**TASK DATA:**
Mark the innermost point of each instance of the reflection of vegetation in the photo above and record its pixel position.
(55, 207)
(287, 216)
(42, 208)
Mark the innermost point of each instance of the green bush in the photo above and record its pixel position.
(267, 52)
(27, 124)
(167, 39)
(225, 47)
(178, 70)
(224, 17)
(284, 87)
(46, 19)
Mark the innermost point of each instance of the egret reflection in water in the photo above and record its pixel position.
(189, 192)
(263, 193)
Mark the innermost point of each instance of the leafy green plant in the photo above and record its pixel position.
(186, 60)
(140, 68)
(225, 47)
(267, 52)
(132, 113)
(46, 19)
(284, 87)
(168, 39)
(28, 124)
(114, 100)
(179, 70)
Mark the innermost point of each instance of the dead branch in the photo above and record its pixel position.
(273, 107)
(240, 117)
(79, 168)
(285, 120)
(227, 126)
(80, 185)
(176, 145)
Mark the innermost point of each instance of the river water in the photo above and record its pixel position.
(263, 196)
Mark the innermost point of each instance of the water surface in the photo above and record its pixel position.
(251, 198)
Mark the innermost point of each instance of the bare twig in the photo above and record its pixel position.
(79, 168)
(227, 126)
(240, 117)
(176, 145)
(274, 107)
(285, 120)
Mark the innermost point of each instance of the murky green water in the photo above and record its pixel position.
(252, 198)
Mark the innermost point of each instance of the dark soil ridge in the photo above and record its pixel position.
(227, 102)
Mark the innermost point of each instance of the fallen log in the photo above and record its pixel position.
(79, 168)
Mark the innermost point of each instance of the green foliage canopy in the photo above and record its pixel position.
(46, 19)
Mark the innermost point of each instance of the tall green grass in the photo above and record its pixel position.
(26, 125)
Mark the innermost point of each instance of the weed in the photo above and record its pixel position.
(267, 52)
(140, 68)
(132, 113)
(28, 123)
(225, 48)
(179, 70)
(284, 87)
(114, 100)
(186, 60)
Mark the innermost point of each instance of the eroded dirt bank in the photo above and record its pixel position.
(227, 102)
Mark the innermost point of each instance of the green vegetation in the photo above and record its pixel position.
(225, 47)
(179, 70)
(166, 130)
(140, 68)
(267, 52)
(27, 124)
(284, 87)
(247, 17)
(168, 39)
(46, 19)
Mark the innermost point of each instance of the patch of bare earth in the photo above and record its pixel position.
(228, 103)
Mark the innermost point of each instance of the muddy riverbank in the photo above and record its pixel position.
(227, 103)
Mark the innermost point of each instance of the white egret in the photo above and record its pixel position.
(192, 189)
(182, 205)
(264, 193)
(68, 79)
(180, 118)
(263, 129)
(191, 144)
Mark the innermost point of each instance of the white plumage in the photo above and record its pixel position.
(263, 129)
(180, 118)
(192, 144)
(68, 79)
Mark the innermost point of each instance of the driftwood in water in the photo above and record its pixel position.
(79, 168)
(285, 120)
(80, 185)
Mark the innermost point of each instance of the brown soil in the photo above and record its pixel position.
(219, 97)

**AIM:**
Convert the records above into a two-column CSV with the header row text,answer and one row for every record. Enclose each record's wording and its answer in double quotes, one field apiece, replacing any line breaks with spaces.

**COMPLETED EXERCISE:**
text,answer
"Mark the innermost point of each instance of the reflection of vegetation in the photo above and record its pixel position.","(55, 207) (287, 216) (42, 208)"
"Mark the innermost point of each instance of the green bush in the photo above and record its pixel position.","(267, 52) (27, 124) (167, 39) (225, 47) (178, 70) (224, 17) (284, 87) (46, 19)"
"Mark the innermost point of each instance of the egret reflection in water in the photo above and record its pixel position.","(189, 192) (263, 193)"
"Mark the innermost point of each instance of the leafy green plant in the photo above and record its pixel position.","(186, 60) (140, 68) (225, 47) (267, 52) (132, 113) (46, 19) (284, 87) (168, 39) (28, 124) (114, 100) (179, 70)"
"Mark the innermost point of each instance of the dead branch in the photo above and record its pixel position.","(273, 107) (240, 117) (79, 168) (285, 120) (227, 126) (80, 185) (176, 145)"
"Mark the innermost point of each instance of the river water in the photo above and record its pixel position.","(263, 196)"
"Mark the innermost point of each instance of the water surface in the photo above and record its pixel position.","(251, 198)"
"Mark the innermost point of each instance of the bare twig in the photo above and record its pixel position.","(79, 168) (227, 126) (240, 117) (176, 145) (274, 107) (285, 120)"
"Mark the innermost point of each instance of the murky green water in the photo above and record its pixel position.","(252, 198)"
"Mark the innermost point of each instance of the dark soil ridge in the photo above and record its pixel position.","(227, 102)"
"Mark the innermost point of each instance of the fallen log in the photo above and record its pixel position.","(79, 168)"
"Mark the innermost point of each instance of the green foliage canopy in the photo above and record its pixel position.","(46, 19)"
"Mark the innermost point of each instance of the tall green grass in the photo above and record its pixel position.","(26, 125)"
"Mark the innermost point of each instance of the weed in the photo above and record its pixel position.","(267, 52) (140, 68) (132, 113) (28, 123) (225, 48) (179, 70) (284, 87) (114, 100) (186, 60)"
"Mark the innermost point of each instance of the eroded dirt bank in the photo above and record its pixel position.","(227, 102)"
"Mark the innermost point of each instance of the green vegetation in the photo above and record its pixel position.","(225, 47) (179, 70) (166, 130) (140, 68) (267, 52) (27, 124) (284, 87) (247, 17) (168, 39) (46, 19)"
"Mark the innermost point of each instance of the patch of bare earth in the photo above and record its pixel position.","(228, 103)"
"Mark the innermost point of each instance of the muddy riverbank in the photo above and record its pixel position.","(227, 103)"
"Mark the innermost point of each instance of the white egret in the photo above and record its pixel position.","(192, 189) (182, 205) (264, 193) (68, 79) (180, 118) (263, 129) (191, 144)"
"Mark the innermost point of each instance of the white plumage in the photo above and record its pixel position.","(263, 129) (180, 118) (192, 144) (68, 79)"
"Mark the innermost point of each instance of the driftwood in water in the photo above and record its pixel position.","(79, 168) (285, 120) (80, 185)"
"Mark the innermost point of each instance of the brown soil in the photo above and record its pixel position.","(219, 97)"